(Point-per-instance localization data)
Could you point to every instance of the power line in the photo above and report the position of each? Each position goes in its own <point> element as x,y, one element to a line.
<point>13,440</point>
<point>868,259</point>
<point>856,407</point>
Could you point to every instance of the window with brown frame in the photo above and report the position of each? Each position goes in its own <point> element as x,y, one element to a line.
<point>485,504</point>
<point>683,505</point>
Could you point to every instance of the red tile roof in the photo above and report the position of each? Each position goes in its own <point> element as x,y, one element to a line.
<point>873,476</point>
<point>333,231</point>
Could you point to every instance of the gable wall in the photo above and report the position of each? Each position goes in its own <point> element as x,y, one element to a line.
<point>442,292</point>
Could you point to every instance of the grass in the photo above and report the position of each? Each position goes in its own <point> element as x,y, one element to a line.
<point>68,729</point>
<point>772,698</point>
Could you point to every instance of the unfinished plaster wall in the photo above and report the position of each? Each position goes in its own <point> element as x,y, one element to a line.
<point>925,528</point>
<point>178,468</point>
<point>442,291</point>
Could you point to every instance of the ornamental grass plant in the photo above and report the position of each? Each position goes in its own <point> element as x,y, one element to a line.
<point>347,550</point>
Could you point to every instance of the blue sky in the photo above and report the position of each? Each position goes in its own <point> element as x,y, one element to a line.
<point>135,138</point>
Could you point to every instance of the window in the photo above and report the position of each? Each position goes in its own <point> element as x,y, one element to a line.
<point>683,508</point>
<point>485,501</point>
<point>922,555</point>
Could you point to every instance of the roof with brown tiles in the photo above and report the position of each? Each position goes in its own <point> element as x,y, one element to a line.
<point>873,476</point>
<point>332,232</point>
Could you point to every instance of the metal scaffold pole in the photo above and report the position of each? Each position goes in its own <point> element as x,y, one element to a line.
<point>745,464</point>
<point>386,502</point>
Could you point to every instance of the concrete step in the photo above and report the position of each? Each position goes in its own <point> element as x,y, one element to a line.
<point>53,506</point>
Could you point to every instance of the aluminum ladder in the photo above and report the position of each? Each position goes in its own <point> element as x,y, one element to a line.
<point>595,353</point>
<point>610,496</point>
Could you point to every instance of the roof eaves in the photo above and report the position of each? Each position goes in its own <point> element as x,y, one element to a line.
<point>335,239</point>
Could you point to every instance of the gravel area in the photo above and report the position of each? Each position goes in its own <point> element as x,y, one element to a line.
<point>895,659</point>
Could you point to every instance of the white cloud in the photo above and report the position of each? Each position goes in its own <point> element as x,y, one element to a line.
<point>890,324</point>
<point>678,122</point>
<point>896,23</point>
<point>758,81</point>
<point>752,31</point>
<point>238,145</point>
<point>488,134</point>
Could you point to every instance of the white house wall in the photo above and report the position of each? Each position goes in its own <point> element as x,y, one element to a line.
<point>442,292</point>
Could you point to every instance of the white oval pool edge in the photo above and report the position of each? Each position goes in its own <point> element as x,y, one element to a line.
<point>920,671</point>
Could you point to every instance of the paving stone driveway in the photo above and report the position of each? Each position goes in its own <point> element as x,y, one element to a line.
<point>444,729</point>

## Problem details:
Please output all the lines above exactly as given.

## Answer:
Could you point to every instance of the power line in the photo above and report the position of each? Each position goes in its own <point> element as x,y, one element to a line.
<point>13,440</point>
<point>868,259</point>
<point>856,407</point>
Could you point to every instance of the window with brown frame in the photo above and report the position of each? Each position goes in its own <point> element as x,y, one element to a line.
<point>485,504</point>
<point>683,505</point>
Could you point to every instance of the red tile roof in the photo above and report the position of each? Each position goes in its own <point> element as x,y, one element to a line.
<point>873,476</point>
<point>333,231</point>
Could you point to every instance of the gable wall in the photo above and report the position of each? Each position goes in its own <point> element as x,y, one element to a line.
<point>442,292</point>
Could you point to every instance of the grass in the photo above and report the position of each? Each position goes in its own <point> element as x,y, one element to a line.
<point>68,729</point>
<point>772,698</point>
Could you point to every instance of the unfinished plaster wall in the photo above and report the position of each? Each position goes in its own <point> element as x,y, one element to a line.
<point>925,528</point>
<point>178,468</point>
<point>442,291</point>
Could you point to every instance of the ornamental grass plant in the photo above and report the position of each? Each position goes in its own <point> element as x,y, one element to a line.
<point>347,550</point>
Could you point to every instance of the blue sky in the photo above and report the position of each? Each position goes in its own <point> element as x,y, one element to a line.
<point>135,138</point>
Could you point to every instance of the window in the photo above and report the position of each? Each position goes in its own <point> element as x,y, one element to a line.
<point>683,508</point>
<point>485,501</point>
<point>922,555</point>
Could you point to every instance of the roof with brown tiles in the photo above and report the position of each? Each position goes in its own <point> element as x,y, one element to a line.
<point>873,476</point>
<point>332,232</point>
Could you point to every instance of the metal scaffold pole in the photo above and report the position of each? Each position goes in its own <point> element as x,y, one element to a line.
<point>745,464</point>
<point>386,502</point>
Could you point to every instance of the concrete step in the photo above and report the position of each? Each position goes in its own <point> element as x,y, one element to a line.
<point>53,506</point>
Could you point to every instance of the aluminum ladder in the photo above and report the position of each? Each position goes in its own <point> element as x,y, one element to a line.
<point>595,353</point>
<point>610,496</point>
Could you point to every instance of the roof eaves in the photo above and report the position of each? Each position goes in its own <point> element as x,y, one element to a line.
<point>335,239</point>
Could you point to every instance of the gravel area in the photo above and report the position of each? Each position goes in its own <point> element as x,y, one element to a line.
<point>895,659</point>
Could you point to every instance of the white cloud in the photo above and report the position of each? Each position goes in its own <point> element as x,y, one element to a line.
<point>890,324</point>
<point>678,122</point>
<point>896,23</point>
<point>758,81</point>
<point>752,31</point>
<point>238,145</point>
<point>488,134</point>
Could you point to every instance of the white house wall in the photo above and report the position of each? Each position goes in its own <point> element as x,y, one element to a line.
<point>442,292</point>
Could you point to every instance of the white oval pool edge in the photo above and report the position of each? Each position goes in its own <point> element as x,y, one element to a line.
<point>920,671</point>
Could you point to every instance of the paving stone driveway in the photo above and report the position of each? Each position goes in its own <point> element as x,y, one element to a line.
<point>444,729</point>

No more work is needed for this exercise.